• Problem to solve
In the forum discussion about zero-G weapons below, list the weapons given in parentheses as examples of the two-handed long arms that Rifleman-1 covers.
# start of Quoted passage
These seem like VERY different skill and training sets. A Rifleman firing a zero-G weapon, may tend to shoot high as he instinctively compensates for a gravity that may not be there or may be different than his home world. A Pistol shooter may not remember the minimum effective range of accelerator rounds and suffer ineffective shots as well as suffer unnecessary limitations and delays ignoring his HUD and aiming/bracing the weapon.

Ironically, a person trained in Laser weapons might have a skill set very similar to the skills needed in Zero-G, since light has no recoil and no range drop.

Those are my thoughts.
Good luck.
 
Hi there,

thank your for your explanations. I think that helps me understand things a lot better.
On the German 13Mann-Forum I joined an insightful debate about skills and sepcialization in Mongoose Traveller. And currently I am more willing to accept that new specializations, although they are not necessarily called as such, are to be treated exactly like that. This means that my solution I mentioned above is quite pointless. Zero-G-Weapons is supposed to be a specialization. Period.

I am fine with that.
Yesterday, when my friends and I discussed it, I think we got too heavily involved with thinking and questioning the not so perfect German translation which actually made us assume and misunderstand things.

Best wishes!
Liam
 
What are the books rules regarding the negative aspects of firing a non zero G weapon with recoil in zero G.
- The aforementioned -2 DM to any skill check if the character doesn't have the skill.
- The fact that recoil can still reduce initiative. Although I'd think this would be based on dex instead of str for zero g.

Is there anything else in the book?

It seams there should be some other negatives. I guess this is something for the GM and players to role play perhaps with a zero G skill check needed each time the gun is fired?
 
Hi there,

thank your for your explanations. I think that helps me understand things a lot better.
Those were just my thoughts on the way the rules reflect reality within the game.

Personally, I think that there are too many specializations over all and I do not really accept that being an expert marksman with a German Mauser (say Rifle-4) would grant absolutely no benefit when shooting a gauss rifle. It seems to me that the individual has 99% of the skills needed to be an expert marksman with a gauss rile and just needs to spend some range time running 1000 rounds through the gauss rifle to become fully as proficient in the gauss rifle as his years of practice have made him in the Mauser.

Strictly IMTU:
I like to start with the broadest possible category for Skill-1 and require some narrower scope for each additional level of skill. As an example, the character might gain Rifleman-1 which grants skill 1 with all two-handed long arms (CPR rifle, gauss rifle, ak-47, laser rifle, accelerator rifle, etc.). For the next skill level, he adds CPR Rifleman-2 which grants his skill-2 with any CPR long arm and allows him to keep skill-1 with a gauss rifle or laser rifle. The third skill level requires him to narrow his expertise to Bolt-Action CPR Rifleman-3 which allows skill-3 when using any bolt-action rifle, skill-2 with any other CPR rifle and skill-1 with any non-CPR rifle. At Skill-4, the specific make of bolt-action rifle makes a difference in achieving optimal performance, and at skill-5 he needs his specific weapon balanced to his precise specifications to achieve top performance (like an Olympic marksman).
# end of Quoted passage
# start of Supplied records
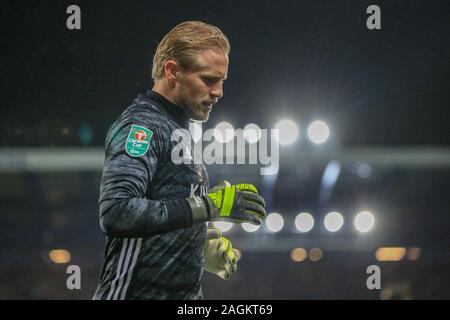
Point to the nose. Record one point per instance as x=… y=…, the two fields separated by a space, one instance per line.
x=217 y=91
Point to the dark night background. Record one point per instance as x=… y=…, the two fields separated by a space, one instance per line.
x=294 y=58
x=301 y=60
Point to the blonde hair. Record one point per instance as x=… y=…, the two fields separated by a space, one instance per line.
x=184 y=43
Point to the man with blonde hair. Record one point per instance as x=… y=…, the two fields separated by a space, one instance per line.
x=155 y=212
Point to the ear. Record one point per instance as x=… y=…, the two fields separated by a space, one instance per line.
x=171 y=69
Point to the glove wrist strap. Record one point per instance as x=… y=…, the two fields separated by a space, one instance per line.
x=199 y=208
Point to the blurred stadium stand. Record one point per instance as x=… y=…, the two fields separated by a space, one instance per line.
x=49 y=201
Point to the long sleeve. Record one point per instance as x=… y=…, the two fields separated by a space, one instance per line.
# end of Supplied records
• Response to the exercise
CPR rifle, gauss rifle, ak-47, laser rifle, accelerator rifle